[Items listed in a dataset]
--------
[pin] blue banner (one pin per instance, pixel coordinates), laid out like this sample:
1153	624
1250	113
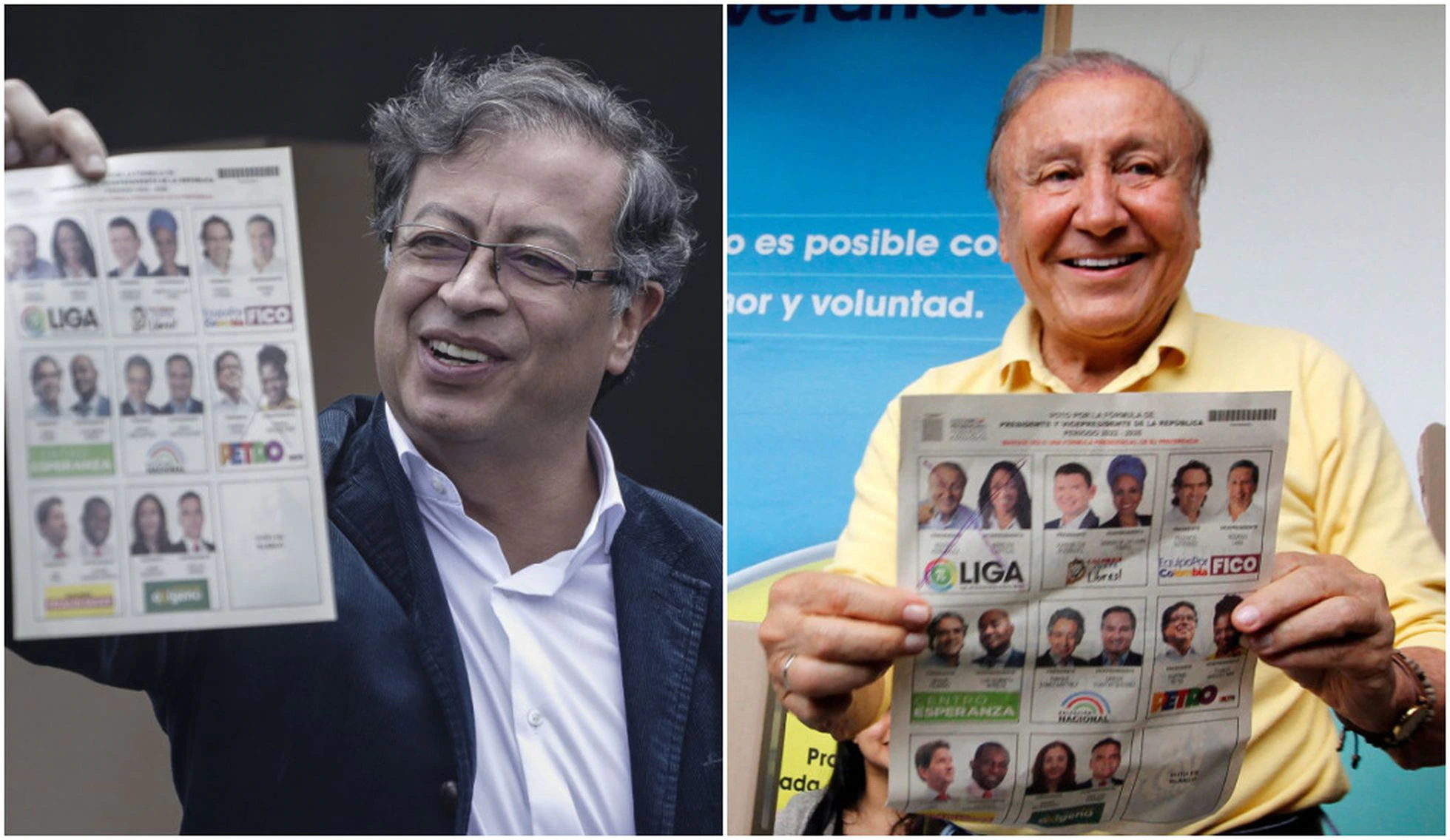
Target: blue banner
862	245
--------
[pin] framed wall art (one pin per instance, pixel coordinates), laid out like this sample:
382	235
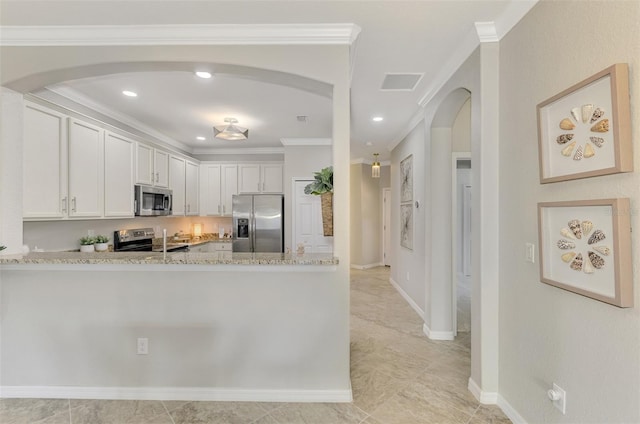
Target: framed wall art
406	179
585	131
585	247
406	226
--------
Gather every line from the records above that contains the word "sample".

[pin] blue banner (one pin per instance, pixel coordinates), laid out like this sample:
[pin] framed wall art (one pin per instance, pixel coordinates), laid out like this sample:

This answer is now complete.